:: SET EXERCISE ::
Render the lines of the records between the line holding "TARGET = hand" and the line holding "column 244, row 415", inclusive, as a JSON list of strings with one string per line, skipping blank lines. Omit the pictures from the output.

:: RECORD EXTRACTS ::
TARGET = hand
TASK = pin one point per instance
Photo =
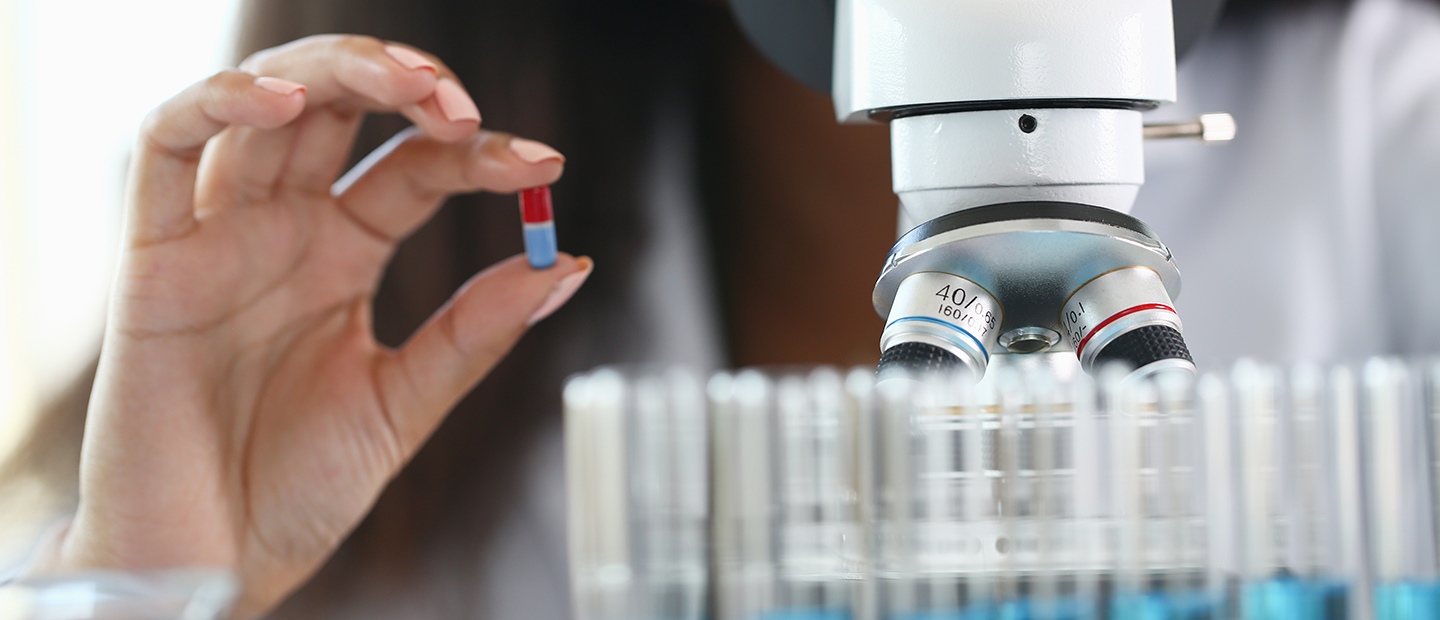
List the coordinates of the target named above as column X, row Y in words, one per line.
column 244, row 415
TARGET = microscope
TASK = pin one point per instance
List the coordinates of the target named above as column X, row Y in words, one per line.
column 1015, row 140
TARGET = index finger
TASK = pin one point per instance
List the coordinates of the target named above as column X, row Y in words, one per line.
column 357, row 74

==

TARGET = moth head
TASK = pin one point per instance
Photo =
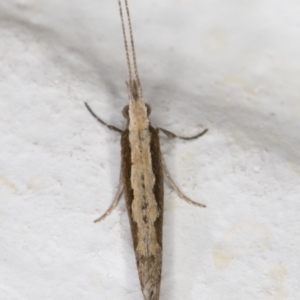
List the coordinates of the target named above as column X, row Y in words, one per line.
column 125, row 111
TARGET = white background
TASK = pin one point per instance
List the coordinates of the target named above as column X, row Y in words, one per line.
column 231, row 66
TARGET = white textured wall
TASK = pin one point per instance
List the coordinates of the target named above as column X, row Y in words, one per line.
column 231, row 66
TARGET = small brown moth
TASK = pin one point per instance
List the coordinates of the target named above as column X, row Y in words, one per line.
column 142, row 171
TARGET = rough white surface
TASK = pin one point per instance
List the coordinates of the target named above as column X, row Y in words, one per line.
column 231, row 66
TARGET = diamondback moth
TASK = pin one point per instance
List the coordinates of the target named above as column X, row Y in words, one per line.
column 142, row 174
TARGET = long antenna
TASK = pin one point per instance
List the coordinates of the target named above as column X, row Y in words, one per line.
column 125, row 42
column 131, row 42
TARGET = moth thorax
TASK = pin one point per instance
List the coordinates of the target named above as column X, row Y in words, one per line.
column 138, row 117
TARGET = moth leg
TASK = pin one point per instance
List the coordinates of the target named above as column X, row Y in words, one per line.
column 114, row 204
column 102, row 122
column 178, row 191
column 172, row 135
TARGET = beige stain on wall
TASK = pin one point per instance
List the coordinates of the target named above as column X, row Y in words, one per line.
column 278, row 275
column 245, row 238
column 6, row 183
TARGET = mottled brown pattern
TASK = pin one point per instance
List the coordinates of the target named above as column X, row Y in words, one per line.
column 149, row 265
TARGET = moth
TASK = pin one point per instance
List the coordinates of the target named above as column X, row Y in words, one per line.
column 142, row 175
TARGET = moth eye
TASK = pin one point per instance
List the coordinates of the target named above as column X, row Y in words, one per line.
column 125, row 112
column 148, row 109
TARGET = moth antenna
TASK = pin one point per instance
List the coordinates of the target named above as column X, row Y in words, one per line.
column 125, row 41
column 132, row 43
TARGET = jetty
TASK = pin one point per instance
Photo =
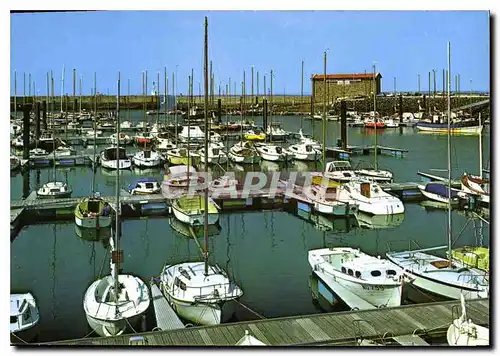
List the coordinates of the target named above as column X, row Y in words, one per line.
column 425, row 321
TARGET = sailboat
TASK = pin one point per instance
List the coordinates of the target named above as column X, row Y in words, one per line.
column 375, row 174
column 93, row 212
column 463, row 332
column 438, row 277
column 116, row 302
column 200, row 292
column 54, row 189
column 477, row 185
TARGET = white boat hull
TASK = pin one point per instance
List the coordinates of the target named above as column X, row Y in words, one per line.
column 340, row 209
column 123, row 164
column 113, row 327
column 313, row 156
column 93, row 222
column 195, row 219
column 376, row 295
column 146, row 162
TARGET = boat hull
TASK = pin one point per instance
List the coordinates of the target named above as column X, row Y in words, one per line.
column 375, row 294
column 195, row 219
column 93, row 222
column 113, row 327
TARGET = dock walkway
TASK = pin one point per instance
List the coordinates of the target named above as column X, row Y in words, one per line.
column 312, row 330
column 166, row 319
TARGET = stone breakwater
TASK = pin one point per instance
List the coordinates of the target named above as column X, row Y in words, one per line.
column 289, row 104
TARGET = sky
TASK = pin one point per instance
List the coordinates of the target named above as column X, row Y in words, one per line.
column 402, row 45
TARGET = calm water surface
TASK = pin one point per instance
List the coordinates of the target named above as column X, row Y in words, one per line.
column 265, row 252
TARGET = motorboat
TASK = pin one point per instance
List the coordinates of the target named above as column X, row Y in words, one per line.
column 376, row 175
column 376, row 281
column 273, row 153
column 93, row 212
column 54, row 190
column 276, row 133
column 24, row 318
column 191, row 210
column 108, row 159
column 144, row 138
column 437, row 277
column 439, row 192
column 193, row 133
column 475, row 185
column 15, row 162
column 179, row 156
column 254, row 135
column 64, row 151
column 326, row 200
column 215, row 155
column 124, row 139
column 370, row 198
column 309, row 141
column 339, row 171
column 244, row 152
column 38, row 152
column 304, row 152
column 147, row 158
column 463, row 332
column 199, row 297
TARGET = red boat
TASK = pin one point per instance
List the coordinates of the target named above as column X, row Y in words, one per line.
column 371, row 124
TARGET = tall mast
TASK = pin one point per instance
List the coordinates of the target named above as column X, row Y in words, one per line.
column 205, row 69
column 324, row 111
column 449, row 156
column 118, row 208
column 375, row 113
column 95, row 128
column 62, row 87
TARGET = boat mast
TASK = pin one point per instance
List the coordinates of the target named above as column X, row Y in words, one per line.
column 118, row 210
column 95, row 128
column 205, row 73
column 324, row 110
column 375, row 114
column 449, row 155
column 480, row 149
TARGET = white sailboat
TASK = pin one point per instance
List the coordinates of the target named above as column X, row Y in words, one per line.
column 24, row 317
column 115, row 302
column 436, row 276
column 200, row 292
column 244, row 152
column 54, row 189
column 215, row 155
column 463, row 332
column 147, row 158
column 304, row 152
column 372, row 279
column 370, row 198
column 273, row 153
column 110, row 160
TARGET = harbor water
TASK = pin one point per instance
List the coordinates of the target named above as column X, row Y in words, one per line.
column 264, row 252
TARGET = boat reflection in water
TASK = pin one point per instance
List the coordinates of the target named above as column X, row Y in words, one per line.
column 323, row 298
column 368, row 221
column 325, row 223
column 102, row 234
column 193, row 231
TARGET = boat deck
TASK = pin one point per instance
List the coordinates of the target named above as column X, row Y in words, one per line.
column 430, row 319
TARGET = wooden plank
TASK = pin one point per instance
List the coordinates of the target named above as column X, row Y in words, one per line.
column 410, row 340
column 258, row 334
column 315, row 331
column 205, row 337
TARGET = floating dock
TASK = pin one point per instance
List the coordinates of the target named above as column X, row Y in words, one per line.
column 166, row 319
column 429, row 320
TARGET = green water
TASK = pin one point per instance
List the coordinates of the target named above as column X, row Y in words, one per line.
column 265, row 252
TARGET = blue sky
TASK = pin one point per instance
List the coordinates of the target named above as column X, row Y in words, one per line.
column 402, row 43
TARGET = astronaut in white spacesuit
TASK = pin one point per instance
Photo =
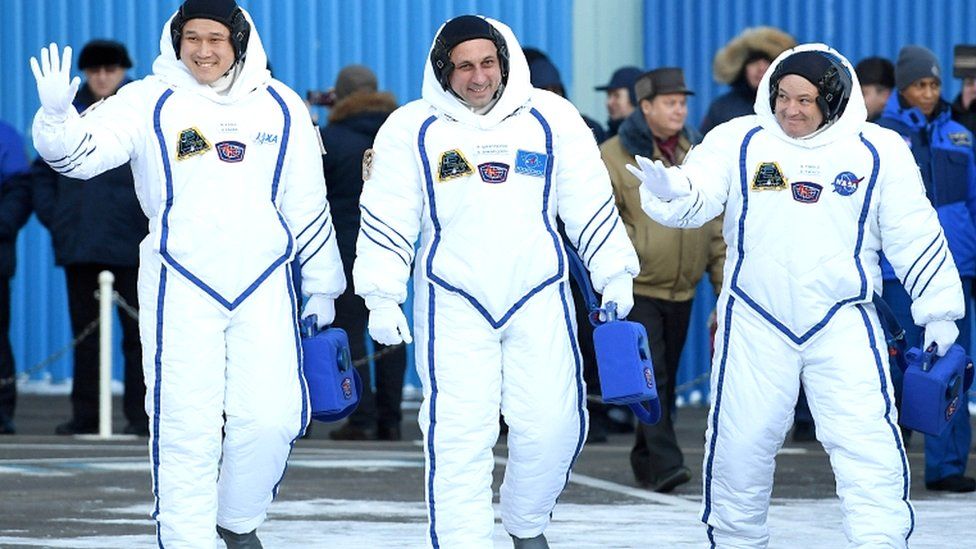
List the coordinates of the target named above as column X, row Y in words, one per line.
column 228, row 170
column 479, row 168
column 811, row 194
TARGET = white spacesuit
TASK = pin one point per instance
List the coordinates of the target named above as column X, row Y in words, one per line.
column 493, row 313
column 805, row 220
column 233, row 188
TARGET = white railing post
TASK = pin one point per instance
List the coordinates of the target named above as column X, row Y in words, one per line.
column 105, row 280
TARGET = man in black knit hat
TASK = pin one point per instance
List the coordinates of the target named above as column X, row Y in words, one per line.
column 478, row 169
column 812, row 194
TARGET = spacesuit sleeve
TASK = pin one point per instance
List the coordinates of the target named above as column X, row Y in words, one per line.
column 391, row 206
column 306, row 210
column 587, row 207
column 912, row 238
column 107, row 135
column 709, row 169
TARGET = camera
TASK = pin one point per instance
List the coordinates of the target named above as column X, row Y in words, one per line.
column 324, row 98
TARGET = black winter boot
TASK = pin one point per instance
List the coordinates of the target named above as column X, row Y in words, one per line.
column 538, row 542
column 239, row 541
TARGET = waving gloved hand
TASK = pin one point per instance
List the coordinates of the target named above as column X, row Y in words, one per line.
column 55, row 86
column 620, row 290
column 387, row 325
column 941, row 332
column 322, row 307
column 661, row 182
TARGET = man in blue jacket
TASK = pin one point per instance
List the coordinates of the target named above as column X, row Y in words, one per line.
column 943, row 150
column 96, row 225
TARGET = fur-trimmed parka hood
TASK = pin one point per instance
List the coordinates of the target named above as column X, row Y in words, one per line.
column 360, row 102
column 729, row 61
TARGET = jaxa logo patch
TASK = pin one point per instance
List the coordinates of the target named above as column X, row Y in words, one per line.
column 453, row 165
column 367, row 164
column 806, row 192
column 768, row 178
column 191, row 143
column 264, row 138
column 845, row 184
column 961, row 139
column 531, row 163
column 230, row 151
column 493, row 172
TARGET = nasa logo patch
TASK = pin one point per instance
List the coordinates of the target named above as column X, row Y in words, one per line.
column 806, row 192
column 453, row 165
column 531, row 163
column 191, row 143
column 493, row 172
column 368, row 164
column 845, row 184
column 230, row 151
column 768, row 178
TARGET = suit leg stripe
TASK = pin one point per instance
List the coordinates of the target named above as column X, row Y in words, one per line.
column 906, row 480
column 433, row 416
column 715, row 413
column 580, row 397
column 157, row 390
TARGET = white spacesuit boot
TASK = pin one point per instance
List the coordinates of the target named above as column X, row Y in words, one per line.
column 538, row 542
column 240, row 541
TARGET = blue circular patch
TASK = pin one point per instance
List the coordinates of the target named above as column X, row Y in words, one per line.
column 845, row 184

:: RESPONSE TO THE EXERCISE ::
[
  "TARGET = hand",
  "TASK = pin one point per instance",
  "Photo =",
  "List the coordinates of the target named above as column X, row Y in words, one per line.",
  "column 244, row 415"
]